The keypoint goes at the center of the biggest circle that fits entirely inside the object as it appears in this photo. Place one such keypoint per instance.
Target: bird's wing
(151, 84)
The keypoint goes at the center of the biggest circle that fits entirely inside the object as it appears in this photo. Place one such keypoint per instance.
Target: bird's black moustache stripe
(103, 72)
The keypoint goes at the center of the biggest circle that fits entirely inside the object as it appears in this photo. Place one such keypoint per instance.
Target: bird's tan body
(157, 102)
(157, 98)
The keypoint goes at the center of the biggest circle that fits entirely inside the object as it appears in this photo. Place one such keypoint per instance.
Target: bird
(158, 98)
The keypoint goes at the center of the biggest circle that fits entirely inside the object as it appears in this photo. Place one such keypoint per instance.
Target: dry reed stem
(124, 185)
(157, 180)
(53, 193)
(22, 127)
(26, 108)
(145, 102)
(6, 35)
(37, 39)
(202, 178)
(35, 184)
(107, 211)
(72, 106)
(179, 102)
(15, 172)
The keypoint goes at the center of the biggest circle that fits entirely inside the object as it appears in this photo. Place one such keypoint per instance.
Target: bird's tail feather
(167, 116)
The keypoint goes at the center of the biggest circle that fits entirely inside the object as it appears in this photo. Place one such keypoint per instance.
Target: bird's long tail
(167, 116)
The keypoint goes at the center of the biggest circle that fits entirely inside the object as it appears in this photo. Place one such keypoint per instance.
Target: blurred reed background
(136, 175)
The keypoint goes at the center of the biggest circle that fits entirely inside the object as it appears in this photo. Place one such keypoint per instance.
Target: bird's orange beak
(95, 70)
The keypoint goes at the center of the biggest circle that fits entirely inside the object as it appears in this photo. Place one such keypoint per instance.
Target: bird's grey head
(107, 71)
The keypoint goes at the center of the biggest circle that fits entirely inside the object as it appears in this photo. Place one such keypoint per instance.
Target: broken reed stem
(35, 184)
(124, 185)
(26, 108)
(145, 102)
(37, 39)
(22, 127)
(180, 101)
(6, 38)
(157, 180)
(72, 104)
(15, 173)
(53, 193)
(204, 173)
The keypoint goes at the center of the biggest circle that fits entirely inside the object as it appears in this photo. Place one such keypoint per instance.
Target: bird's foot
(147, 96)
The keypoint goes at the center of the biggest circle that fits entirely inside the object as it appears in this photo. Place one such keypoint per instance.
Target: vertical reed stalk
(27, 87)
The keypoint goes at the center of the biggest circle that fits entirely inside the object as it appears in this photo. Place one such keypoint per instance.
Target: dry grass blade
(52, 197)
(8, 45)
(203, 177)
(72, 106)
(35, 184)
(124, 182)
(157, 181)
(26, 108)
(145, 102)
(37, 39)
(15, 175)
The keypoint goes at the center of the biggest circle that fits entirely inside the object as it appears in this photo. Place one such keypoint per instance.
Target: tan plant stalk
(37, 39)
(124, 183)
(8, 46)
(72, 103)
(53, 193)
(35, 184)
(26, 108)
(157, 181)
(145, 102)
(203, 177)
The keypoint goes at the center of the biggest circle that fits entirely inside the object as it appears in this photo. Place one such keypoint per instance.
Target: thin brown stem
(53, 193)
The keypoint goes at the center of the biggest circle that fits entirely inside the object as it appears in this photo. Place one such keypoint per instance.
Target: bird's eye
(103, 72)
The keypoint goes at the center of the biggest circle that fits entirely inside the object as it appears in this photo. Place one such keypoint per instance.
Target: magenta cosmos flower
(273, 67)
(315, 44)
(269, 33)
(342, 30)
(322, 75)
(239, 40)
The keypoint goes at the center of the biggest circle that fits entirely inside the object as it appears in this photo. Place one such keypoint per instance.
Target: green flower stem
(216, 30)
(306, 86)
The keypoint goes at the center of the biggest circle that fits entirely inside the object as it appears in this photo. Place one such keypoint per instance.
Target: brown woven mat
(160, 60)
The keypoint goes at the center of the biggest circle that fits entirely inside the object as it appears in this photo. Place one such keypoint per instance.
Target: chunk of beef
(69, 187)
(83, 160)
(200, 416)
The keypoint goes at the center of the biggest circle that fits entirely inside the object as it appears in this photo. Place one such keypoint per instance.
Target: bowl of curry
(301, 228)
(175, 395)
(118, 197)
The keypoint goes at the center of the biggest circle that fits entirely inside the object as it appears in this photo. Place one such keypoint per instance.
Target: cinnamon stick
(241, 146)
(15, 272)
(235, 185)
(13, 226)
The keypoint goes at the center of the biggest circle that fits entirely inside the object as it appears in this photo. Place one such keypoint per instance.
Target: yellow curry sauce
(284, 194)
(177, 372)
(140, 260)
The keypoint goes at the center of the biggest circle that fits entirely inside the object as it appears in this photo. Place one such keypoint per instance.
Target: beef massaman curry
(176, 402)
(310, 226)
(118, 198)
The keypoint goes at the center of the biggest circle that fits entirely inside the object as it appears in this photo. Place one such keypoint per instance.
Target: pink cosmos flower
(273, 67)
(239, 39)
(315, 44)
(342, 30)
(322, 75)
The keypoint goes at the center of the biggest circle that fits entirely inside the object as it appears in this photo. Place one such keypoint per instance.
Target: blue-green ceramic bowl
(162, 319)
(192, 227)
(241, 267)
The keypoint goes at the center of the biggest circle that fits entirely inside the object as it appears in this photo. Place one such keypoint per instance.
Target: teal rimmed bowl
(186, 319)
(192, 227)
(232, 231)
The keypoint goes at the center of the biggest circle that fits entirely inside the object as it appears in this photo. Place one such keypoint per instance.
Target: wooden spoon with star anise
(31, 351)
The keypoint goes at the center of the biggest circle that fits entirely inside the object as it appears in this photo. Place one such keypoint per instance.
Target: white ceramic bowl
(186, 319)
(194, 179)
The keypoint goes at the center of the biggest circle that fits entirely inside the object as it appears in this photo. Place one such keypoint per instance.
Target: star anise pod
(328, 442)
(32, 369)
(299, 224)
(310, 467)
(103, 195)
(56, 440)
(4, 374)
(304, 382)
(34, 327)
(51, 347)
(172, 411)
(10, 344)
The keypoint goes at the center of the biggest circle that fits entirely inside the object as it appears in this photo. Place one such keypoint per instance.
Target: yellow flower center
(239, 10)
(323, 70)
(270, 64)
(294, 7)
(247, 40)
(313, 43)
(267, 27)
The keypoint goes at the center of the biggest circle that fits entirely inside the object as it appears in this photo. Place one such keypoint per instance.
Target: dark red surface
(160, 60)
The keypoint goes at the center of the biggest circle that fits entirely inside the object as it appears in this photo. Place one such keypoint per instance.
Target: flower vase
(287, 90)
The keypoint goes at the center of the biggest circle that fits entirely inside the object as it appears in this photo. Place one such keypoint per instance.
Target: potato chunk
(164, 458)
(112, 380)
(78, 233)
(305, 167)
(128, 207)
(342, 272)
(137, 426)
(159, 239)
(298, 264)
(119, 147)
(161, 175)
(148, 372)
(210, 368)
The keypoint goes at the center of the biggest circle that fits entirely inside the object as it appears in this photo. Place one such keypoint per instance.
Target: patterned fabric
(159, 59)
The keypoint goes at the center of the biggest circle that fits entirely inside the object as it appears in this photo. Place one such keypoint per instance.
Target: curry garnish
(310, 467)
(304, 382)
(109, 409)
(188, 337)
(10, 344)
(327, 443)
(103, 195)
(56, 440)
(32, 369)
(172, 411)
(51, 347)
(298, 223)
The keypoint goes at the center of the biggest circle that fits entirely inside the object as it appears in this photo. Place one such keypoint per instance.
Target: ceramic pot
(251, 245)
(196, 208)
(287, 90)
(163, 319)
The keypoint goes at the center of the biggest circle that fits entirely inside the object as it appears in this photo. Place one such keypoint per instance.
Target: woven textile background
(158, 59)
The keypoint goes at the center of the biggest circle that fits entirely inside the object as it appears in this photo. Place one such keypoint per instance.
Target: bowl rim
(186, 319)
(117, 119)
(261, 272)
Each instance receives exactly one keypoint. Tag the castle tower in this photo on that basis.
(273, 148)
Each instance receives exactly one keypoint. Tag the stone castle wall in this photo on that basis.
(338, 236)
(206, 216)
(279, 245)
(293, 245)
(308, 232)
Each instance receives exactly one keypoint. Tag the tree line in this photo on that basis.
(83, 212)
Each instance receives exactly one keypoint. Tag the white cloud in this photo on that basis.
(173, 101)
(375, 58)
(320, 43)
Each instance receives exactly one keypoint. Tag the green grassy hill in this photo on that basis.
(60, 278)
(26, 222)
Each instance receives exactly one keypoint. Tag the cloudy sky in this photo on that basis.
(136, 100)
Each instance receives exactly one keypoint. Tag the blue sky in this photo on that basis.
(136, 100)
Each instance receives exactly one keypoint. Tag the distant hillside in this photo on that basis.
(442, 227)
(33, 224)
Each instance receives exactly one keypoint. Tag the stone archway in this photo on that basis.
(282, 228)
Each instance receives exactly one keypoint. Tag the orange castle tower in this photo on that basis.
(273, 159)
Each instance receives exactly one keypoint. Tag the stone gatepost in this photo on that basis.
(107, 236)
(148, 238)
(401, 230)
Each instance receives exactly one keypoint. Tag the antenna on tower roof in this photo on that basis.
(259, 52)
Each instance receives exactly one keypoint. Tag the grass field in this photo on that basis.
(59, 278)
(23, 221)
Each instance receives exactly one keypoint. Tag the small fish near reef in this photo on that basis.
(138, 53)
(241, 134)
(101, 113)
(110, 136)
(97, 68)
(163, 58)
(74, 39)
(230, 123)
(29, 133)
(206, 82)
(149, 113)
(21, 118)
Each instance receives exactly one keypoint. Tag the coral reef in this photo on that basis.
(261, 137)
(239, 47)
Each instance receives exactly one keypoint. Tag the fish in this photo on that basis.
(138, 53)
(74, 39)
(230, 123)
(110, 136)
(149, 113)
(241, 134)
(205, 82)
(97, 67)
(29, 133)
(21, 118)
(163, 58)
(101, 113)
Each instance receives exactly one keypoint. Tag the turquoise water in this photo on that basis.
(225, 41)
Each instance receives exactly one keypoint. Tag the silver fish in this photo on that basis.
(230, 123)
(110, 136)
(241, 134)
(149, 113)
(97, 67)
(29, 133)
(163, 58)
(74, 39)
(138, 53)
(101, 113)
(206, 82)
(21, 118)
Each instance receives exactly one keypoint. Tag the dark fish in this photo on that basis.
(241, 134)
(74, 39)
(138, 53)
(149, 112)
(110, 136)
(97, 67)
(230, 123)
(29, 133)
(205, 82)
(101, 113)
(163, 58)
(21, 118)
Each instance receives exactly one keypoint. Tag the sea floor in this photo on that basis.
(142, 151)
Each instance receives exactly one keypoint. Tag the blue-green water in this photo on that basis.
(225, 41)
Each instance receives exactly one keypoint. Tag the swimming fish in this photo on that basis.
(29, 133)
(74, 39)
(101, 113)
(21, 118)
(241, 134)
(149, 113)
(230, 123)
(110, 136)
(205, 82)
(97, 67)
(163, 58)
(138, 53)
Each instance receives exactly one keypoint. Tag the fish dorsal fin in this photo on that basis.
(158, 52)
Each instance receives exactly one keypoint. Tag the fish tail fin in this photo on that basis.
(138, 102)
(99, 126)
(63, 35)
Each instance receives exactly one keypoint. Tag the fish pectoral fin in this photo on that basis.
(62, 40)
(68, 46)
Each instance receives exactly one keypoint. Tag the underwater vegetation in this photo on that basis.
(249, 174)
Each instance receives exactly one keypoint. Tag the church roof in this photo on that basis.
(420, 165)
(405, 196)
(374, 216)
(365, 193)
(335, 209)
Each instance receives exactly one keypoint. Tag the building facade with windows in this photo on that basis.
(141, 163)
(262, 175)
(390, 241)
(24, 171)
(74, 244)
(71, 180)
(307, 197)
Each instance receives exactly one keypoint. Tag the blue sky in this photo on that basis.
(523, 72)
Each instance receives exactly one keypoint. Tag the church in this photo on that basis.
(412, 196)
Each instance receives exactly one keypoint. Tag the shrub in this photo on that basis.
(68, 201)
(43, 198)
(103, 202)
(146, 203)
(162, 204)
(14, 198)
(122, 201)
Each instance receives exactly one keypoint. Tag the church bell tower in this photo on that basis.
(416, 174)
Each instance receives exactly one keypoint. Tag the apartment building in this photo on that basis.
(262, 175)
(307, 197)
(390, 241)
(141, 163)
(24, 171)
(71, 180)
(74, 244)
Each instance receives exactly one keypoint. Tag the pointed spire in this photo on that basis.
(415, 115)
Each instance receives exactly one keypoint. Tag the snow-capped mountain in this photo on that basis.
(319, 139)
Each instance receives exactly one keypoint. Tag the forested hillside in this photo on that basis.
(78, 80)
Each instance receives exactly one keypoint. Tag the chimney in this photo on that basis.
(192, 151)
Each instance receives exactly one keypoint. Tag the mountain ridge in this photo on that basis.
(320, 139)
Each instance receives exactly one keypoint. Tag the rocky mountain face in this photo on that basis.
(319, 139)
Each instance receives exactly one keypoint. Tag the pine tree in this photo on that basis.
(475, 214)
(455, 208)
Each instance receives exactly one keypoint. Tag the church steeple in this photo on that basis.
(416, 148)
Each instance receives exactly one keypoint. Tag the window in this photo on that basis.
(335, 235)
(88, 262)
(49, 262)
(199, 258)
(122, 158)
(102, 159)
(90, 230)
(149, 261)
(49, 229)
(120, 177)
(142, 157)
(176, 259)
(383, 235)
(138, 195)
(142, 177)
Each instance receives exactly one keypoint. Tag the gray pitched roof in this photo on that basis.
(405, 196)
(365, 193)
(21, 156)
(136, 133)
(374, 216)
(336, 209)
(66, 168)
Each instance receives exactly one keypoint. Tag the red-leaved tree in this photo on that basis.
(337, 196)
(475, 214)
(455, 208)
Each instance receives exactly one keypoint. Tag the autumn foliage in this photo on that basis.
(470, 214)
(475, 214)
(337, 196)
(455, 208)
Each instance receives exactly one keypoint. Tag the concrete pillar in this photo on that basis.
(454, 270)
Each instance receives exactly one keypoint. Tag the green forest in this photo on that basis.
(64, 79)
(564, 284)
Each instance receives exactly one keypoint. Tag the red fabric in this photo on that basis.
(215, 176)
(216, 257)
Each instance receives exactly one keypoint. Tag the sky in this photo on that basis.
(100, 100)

WORK REQUIRED :: From the line that contains "Each instance receives exactly one keypoint. Tag the autumn" to the last line of the data, write out each line exactly and add nothing.

EXERCISE SOLUTION ::
Each instance receives exactly one keypoint. Tag the autumn foliage in this photo on that basis.
(470, 214)
(475, 214)
(337, 196)
(455, 208)
Each instance receives exactly one keypoint. Tag the concrete pillar in this photo on that basis.
(454, 270)
Each instance receives exactly one keypoint. Tag the green forest in this photo on that basis.
(64, 79)
(564, 284)
Each instance receives exactly one keypoint. Tag the red fabric in this photo on that basis.
(215, 176)
(216, 257)
Each instance receives exactly one keypoint. Tag the sky in this photo on that basis.
(100, 100)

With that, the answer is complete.